TASK TO COMPLETE: Search each line below for "cloud", then return the lines where it appears.

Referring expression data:
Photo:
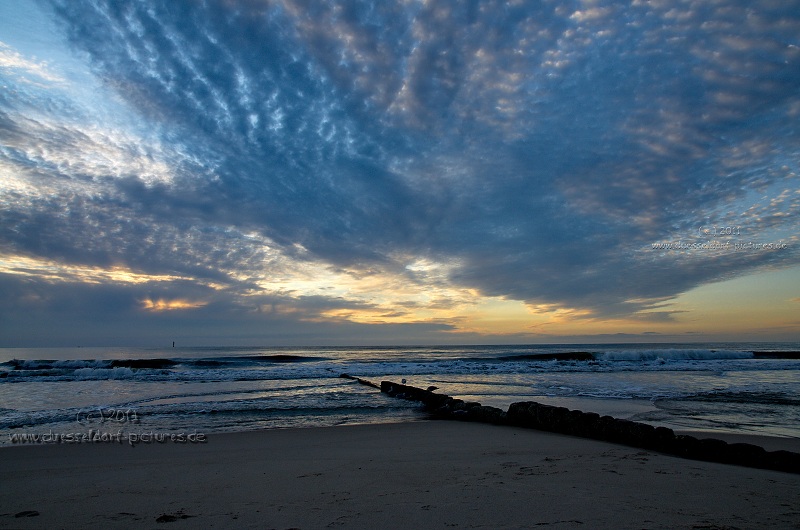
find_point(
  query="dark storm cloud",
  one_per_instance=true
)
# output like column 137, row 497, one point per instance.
column 541, row 148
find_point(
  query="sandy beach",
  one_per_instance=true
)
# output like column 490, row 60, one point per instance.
column 433, row 474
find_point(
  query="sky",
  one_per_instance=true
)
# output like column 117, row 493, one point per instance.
column 291, row 172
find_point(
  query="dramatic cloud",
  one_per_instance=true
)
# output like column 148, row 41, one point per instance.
column 392, row 163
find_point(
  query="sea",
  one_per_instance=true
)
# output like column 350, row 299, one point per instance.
column 184, row 394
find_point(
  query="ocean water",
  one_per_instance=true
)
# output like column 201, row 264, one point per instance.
column 125, row 395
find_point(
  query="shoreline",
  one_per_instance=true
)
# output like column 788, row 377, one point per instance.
column 427, row 473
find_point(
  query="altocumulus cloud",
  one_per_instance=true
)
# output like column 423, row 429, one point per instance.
column 325, row 160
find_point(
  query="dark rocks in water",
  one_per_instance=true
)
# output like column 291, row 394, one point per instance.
column 143, row 363
column 362, row 381
column 428, row 398
column 533, row 415
column 560, row 356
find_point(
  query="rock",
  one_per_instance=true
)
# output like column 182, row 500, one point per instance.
column 486, row 414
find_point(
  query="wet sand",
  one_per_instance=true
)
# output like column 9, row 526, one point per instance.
column 434, row 474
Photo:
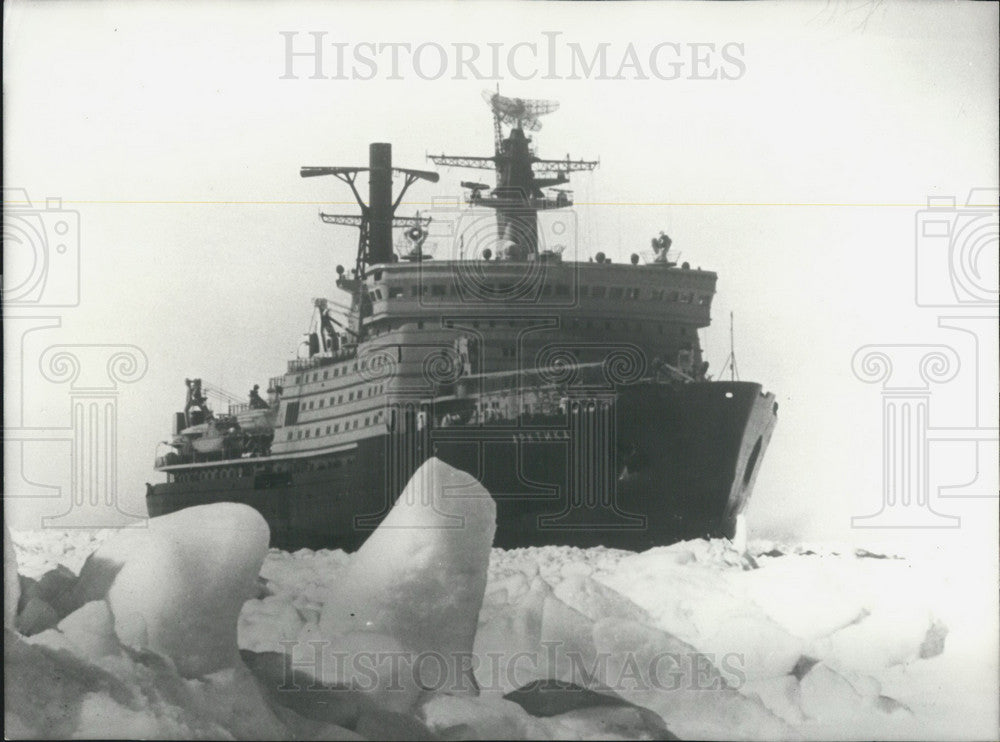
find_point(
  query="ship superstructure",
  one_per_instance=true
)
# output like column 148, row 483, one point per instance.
column 575, row 391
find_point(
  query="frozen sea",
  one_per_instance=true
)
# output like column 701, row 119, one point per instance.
column 818, row 641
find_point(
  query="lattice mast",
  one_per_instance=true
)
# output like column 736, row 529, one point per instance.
column 518, row 195
column 377, row 218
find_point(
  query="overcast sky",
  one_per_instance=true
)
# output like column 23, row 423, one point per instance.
column 787, row 146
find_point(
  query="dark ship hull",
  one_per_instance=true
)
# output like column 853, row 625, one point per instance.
column 649, row 465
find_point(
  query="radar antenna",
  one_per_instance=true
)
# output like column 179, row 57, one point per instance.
column 517, row 113
column 521, row 176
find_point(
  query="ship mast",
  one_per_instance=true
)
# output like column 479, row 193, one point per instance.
column 377, row 218
column 518, row 196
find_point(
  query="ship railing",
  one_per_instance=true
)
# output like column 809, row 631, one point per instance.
column 304, row 364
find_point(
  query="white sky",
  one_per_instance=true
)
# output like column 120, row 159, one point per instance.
column 863, row 108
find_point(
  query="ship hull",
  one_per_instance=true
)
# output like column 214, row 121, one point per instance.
column 647, row 466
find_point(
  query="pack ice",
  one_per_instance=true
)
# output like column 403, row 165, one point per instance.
column 191, row 628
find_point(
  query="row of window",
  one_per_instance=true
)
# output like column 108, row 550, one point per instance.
column 331, row 373
column 233, row 472
column 612, row 293
column 335, row 428
column 371, row 391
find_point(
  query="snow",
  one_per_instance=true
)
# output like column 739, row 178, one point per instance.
column 191, row 628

FINISHED EXERCISE:
  query="dark storm cloud",
  query="dramatic cloud",
  query="altocumulus cloud",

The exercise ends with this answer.